**Consigne 1:**
Indiquez si chacune des affirmations suivantes concorde avec l'extrait ci-dessous, en répondant par oui ou non et en citant les mots décisifs du texte. (a) La première vidéo est une interview de Paulin qui accueille le visiteur dès l'entrée de l'exposition. (b) La deuxième vidéo est diffusée sur grand écran. (c) Les fauteuils Tongue et Grand Tulip étaient libres.

Sièges et meubles, présentés sur des plateformes dont on peut parfois faire le tour, sont joliment mis en valeur par leur présentation par petits groupes, dans un espace qui semble mouvant, dynamique. Leur découverte est complétée par trois vidéos : la première est une interview de Paulin qui vous accueille dès l'entrée de l'exposition pour vous raconter son parcours ; la seconde, sur un petit écran, permet d'admirer les meubles et aménagements créés par Paulin pour l'Elysée, et d'en comprendre la conception ; la troisième, à nouveau sur grand écran, semblait captiver les visiteurs. Il faut dire qu'elle constituait un bon prétexte pour tester quelques sièges Paulin et s'y lover confortablement. Toutes les places étaient d'ailleurs prises sur les fauteuils Tongue et Grand Tulip disposés dans cet espace rendu d'autant plus cosy par un tapis "pliable" qui habille de douceur mur et sol tout ensemble.

Entrées du jeu de données

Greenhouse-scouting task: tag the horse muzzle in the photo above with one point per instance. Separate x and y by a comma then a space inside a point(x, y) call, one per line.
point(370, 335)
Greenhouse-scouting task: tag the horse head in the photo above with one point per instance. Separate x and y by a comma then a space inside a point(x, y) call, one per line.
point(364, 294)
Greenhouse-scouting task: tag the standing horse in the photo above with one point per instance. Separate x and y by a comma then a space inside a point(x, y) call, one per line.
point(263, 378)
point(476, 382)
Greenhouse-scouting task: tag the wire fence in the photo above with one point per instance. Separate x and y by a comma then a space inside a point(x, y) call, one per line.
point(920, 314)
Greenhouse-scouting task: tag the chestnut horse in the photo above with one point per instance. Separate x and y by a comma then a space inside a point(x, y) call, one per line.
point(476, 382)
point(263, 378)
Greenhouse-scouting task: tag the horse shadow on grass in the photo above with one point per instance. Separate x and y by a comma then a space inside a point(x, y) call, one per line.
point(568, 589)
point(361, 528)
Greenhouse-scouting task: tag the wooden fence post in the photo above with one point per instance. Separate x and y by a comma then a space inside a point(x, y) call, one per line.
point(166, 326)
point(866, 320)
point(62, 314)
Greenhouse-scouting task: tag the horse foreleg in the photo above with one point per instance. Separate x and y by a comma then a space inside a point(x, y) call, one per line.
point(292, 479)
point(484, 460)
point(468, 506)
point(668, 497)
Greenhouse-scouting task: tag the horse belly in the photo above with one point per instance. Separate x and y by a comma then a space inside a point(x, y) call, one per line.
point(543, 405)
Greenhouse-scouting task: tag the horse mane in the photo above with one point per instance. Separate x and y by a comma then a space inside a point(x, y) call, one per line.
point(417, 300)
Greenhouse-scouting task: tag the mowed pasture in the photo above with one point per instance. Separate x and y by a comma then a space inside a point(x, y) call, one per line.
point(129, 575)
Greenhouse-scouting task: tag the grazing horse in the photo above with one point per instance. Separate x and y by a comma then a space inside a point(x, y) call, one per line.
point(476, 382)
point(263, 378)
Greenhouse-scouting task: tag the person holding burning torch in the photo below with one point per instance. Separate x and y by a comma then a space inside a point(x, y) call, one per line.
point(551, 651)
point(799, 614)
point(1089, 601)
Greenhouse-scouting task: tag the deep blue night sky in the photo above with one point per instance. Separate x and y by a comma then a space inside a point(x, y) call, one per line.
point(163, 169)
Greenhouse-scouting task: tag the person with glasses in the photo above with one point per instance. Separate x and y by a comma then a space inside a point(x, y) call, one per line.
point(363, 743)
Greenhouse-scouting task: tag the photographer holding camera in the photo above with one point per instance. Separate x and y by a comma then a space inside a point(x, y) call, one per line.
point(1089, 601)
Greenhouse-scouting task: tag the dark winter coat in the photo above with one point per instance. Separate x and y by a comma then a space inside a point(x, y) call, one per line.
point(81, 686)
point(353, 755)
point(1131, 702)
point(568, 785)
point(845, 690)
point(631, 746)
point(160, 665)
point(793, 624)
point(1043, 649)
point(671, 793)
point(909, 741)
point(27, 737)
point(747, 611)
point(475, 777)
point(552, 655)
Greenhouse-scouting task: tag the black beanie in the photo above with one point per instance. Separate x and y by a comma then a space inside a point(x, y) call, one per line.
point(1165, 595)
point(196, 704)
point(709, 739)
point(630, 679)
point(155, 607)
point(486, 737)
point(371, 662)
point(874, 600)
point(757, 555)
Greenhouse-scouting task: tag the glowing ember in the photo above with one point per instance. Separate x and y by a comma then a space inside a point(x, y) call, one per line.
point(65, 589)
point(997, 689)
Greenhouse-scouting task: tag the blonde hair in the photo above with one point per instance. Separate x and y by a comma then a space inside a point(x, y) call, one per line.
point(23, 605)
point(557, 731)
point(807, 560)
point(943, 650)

**Consigne 2:**
Recopiez à l'identique les lignes du listing comprises entre celle qui contient « Greenhouse-scouting task: tag the wooden » et celle qui contient « point(163, 169) », ces deux lignes incluses.

**Corrigé 1:**
(a) Oui : « la première est une interview de Paulin qui vous accueille dès l'entrée de l'exposition ».
(b) Non : « la seconde, sur un petit écran ».
(c) Non : « Toutes les places étaient d'ailleurs prises sur les fauteuils Tongue et Grand Tulip ».

**Corrigé 2:**
Greenhouse-scouting task: tag the wooden fence post in the photo above with one point per instance. Separate x and y by a comma then a space inside a point(x, y) call, one per line.
point(166, 326)
point(866, 320)
point(62, 314)
Greenhouse-scouting task: tag the horse foreleg in the photo above with one point per instance. Separate x and y by a comma then a space inside a point(x, y) call, one per line.
point(292, 479)
point(484, 460)
point(468, 506)
point(668, 497)
Greenhouse-scouting task: tag the horse belly in the photo above with one point per instance. Separate x and y by a comma then a space inside a point(x, y) call, one per line.
point(543, 405)
Greenhouse-scouting task: tag the horse mane in the photo above with one point per instance. Separate x and y by a comma then a space inside a point(x, y) call, one per line.
point(417, 300)
Greenhouse-scouting task: tag the mowed pasture in the photo above with one point per instance. Separate x and y by a comma then a space inside a point(x, y) call, one per line.
point(129, 575)
Greenhouse-scouting task: tag the grazing horse in the photo above with one point per instance. Separate x and y by a comma then a space inside a point(x, y) call, one per line.
point(476, 382)
point(263, 378)
Greenhouse-scouting task: tag the person holding burning torch in the photo below with one point per instance. Separate x and y by a comma then a space inside a point(x, y) call, one per line.
point(551, 651)
point(799, 614)
point(1089, 601)
Greenhouse-scouting task: tag the deep blue night sky in the photo above with one point per instance. Separate x and y by a comma then a space inside a point(x, y) call, one per line.
point(163, 169)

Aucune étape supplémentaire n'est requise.